* [Task prompt]:
Filter the entries down to the lines holding "hair", then copy those lines.

[Image point grounding data]
------------------------
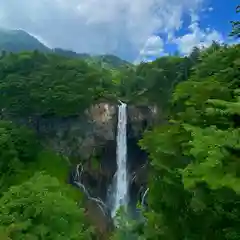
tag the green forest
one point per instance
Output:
(194, 176)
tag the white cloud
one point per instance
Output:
(197, 37)
(210, 9)
(118, 27)
(154, 47)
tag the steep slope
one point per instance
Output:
(18, 40)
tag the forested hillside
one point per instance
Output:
(194, 156)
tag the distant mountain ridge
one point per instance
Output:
(19, 40)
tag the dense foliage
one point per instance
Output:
(41, 209)
(195, 179)
(35, 84)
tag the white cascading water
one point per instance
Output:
(120, 191)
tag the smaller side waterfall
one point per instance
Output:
(120, 185)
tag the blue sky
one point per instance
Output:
(135, 30)
(213, 15)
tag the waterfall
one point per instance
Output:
(120, 190)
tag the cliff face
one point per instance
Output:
(90, 139)
(84, 136)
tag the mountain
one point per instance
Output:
(19, 40)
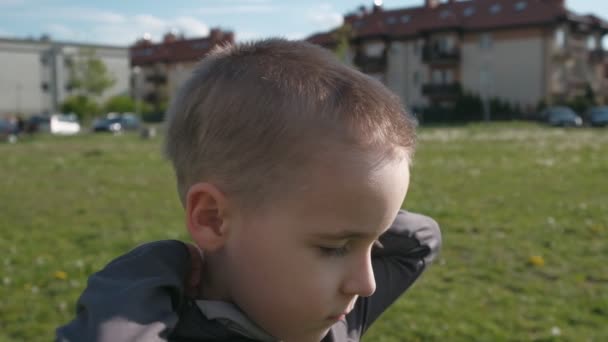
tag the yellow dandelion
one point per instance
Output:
(61, 275)
(536, 260)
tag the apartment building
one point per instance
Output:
(522, 51)
(34, 74)
(160, 68)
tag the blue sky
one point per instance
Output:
(121, 22)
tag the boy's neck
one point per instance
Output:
(213, 286)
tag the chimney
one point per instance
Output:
(377, 6)
(431, 3)
(215, 34)
(169, 37)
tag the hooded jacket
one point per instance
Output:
(141, 295)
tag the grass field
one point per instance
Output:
(523, 209)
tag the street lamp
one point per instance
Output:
(136, 72)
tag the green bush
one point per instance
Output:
(125, 104)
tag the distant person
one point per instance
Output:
(20, 124)
(292, 169)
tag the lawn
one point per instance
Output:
(523, 209)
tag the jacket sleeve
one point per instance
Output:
(408, 247)
(134, 298)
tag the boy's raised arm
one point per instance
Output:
(134, 298)
(408, 247)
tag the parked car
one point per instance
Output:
(562, 116)
(598, 116)
(61, 124)
(8, 131)
(117, 123)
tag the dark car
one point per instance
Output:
(598, 116)
(116, 124)
(8, 131)
(562, 116)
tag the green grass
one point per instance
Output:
(502, 193)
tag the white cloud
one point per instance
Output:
(192, 26)
(61, 31)
(242, 8)
(325, 16)
(4, 33)
(83, 14)
(248, 35)
(11, 2)
(134, 28)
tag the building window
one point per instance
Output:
(418, 48)
(560, 38)
(449, 76)
(494, 9)
(591, 43)
(485, 41)
(200, 45)
(437, 77)
(68, 62)
(520, 6)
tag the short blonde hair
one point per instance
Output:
(253, 115)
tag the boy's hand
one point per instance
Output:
(193, 279)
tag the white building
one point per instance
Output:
(34, 74)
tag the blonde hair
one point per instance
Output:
(252, 116)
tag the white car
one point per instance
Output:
(60, 124)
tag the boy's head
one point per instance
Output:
(289, 164)
(254, 116)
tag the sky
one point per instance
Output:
(122, 22)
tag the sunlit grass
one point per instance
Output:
(523, 208)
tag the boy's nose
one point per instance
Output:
(360, 280)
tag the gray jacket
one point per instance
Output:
(140, 296)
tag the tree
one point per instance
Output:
(88, 74)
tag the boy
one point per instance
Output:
(292, 169)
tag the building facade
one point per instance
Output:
(523, 51)
(35, 74)
(160, 68)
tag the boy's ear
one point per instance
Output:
(205, 216)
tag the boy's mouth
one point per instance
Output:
(339, 316)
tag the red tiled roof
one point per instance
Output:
(468, 15)
(176, 51)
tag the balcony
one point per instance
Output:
(157, 78)
(596, 56)
(433, 55)
(371, 64)
(445, 91)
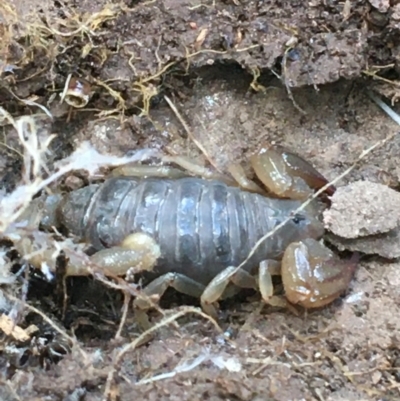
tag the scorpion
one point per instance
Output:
(192, 233)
------------------------
* [Result of this exercise]:
tag the short blonde hair
tag the blonde hair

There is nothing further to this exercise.